Aim of the exercise | Identify and copy out every line in the records below that contains the word "pixel", treating uppercase and lowercase letters as distinct.
── Data extract ──
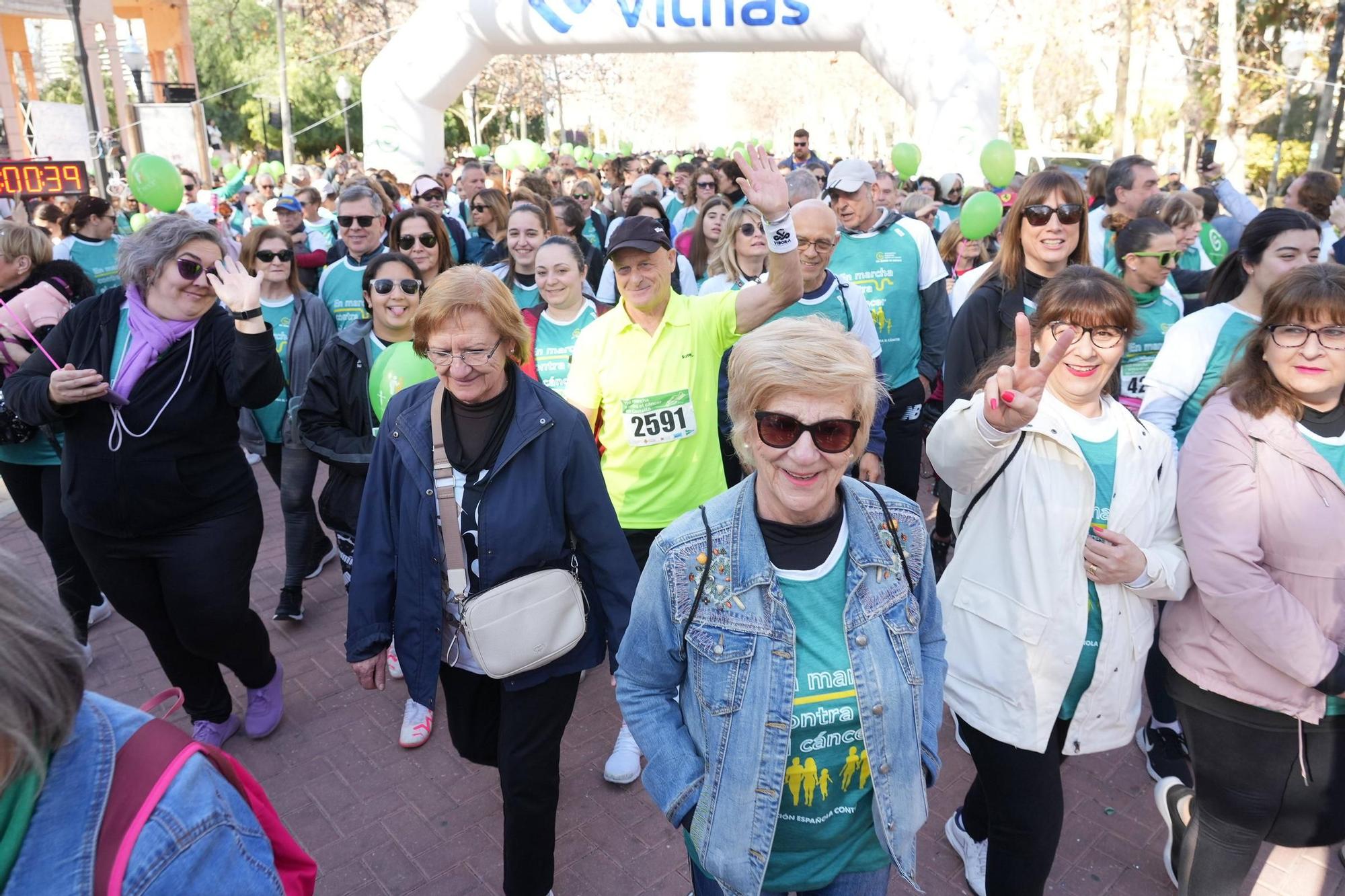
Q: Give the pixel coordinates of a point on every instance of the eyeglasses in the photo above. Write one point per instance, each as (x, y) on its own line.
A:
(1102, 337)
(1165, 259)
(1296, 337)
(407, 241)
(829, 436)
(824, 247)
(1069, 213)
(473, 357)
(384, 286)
───
── Data extract ──
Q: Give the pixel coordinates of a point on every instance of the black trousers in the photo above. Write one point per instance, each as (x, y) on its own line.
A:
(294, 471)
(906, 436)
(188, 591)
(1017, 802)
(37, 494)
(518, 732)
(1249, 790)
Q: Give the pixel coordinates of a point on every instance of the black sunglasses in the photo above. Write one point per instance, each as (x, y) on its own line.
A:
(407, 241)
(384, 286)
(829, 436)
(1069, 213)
───
Result below |
Q: Give the pixel coordinates of a point on every instance of the eyeglasses in the photo above. Write one point per instance, each as (x, y) on its own line.
Q: Give the pixel coordinates of a point on every instance of the black trousers in the photo above. Write one point per instance, each as (x, y) on its own line.
Q: Give the pixel coordinates of a point on every instance of the black sunglasses in the photo above. Write one point per instance, each as (x, y) on its own line.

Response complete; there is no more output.